--- start Extracted material ---
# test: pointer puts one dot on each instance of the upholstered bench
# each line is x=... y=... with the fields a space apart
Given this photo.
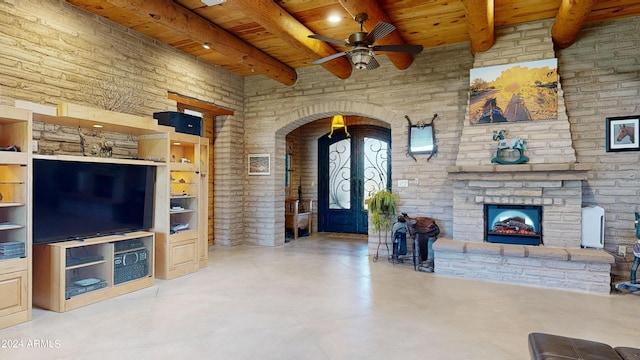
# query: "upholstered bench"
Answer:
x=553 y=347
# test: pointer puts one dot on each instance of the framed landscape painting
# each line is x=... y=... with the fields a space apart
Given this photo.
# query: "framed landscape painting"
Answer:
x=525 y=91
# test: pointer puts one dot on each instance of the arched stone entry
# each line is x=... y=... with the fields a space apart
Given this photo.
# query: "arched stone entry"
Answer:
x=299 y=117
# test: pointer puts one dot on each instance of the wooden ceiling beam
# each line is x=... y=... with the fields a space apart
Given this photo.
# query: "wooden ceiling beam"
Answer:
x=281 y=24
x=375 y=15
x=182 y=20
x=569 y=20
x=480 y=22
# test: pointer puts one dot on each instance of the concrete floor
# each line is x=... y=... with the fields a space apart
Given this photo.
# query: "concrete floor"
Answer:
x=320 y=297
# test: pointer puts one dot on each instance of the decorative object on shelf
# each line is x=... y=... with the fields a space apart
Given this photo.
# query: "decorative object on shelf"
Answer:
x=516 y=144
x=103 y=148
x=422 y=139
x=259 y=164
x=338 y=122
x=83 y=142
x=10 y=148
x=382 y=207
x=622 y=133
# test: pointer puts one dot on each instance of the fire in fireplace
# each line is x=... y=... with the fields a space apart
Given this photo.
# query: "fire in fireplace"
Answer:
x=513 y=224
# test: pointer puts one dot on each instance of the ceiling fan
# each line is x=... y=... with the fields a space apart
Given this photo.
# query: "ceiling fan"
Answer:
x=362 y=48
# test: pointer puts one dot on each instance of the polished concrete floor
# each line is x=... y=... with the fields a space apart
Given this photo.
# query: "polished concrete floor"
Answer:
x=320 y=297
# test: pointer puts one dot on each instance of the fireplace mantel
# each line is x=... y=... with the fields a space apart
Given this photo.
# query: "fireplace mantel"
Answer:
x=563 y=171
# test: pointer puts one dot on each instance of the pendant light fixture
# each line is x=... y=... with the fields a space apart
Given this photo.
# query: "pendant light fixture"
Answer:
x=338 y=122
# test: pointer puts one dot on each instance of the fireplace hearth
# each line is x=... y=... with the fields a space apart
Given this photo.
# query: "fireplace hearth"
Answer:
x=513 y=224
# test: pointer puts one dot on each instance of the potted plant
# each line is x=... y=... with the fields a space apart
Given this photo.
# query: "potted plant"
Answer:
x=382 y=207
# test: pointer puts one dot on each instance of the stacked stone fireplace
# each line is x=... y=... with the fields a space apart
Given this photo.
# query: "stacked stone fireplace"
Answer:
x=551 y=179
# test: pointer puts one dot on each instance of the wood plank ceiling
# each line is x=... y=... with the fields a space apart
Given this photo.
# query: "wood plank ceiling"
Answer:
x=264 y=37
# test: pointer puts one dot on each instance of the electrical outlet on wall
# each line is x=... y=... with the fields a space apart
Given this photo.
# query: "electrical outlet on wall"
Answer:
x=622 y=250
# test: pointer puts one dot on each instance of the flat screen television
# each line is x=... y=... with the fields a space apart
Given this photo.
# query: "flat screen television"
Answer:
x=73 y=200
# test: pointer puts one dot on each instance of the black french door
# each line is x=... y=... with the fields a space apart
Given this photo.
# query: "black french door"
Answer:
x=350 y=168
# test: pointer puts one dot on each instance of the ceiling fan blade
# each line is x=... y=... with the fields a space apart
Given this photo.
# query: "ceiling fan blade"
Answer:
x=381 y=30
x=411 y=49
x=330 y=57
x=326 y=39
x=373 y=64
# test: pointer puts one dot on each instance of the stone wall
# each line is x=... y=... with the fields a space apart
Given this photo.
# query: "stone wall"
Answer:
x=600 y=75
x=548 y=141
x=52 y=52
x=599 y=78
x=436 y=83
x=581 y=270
--- end Extracted material ---
▶ [What you will do]
All lines from the one with "the ceiling fan blade" through the final line above are to be quoted exactly; quote no other line.

▶ [Full output]
# test: pointer puts one dot on each instance of the ceiling fan blade
# each line is x=... y=... with the fields a space apart
Given this photo.
# query: "ceiling fan blade"
Answer:
x=381 y=30
x=411 y=49
x=330 y=57
x=326 y=39
x=373 y=64
# test: pointer puts one dot on each instance of the stone wall
# each line is x=... y=... with the fields a space apart
Given this photo.
# query: "stone wall"
Answer:
x=600 y=75
x=548 y=141
x=52 y=52
x=599 y=78
x=436 y=83
x=581 y=270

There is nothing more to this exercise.